#### INPUT FOR THIS TASK

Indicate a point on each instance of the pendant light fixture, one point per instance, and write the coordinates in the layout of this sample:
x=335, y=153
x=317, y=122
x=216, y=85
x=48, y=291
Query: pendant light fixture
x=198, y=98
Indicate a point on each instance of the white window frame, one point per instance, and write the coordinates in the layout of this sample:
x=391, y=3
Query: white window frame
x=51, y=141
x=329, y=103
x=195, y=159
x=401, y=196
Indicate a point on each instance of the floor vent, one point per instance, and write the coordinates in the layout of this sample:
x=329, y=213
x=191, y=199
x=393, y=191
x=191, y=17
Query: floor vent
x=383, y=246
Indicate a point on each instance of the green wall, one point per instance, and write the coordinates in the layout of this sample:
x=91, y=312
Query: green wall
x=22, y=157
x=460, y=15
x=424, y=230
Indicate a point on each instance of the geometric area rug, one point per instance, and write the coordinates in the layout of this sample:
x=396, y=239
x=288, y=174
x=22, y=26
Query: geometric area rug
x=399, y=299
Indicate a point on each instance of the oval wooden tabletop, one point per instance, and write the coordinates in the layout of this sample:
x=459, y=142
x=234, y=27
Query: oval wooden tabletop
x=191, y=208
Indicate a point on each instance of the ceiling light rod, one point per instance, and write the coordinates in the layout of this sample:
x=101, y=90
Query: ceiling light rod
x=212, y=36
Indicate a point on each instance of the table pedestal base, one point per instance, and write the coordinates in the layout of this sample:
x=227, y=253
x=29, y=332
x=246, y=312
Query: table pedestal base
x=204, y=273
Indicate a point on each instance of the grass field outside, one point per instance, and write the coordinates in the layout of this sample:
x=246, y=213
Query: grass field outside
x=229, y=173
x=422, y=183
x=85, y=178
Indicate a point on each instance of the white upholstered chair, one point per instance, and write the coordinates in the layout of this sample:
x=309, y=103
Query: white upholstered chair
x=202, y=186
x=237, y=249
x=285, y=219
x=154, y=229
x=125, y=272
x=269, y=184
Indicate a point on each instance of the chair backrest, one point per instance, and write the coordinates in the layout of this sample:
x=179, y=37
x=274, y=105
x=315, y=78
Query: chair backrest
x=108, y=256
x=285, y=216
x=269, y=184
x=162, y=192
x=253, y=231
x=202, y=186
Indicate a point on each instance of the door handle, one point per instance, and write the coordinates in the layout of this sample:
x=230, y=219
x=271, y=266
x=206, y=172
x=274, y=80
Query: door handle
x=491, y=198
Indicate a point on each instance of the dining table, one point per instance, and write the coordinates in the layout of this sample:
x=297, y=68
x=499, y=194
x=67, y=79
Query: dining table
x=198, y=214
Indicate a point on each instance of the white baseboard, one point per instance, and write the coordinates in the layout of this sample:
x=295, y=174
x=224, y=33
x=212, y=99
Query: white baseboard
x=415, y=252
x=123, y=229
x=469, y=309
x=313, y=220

#### WHAT YOU WILL DO
Rewrite the lines from the one containing "Indicate a point on each instance of the oval" to the one containing "x=191, y=208" as a Markdown table with two columns, Row and Entry line. Number each line in Row and leave out any blank lines.

#### SOLUTION TO THIS EXERCISE
| Row | Entry line |
|---|---|
| 1 | Indicate a point on each instance of the oval wooden tabletop, one point per instance, and write the coordinates in the layout of this sample: |
| 2 | x=459, y=142 |
| 3 | x=234, y=27 |
| 4 | Query: oval wooden tabletop |
| 5 | x=191, y=208 |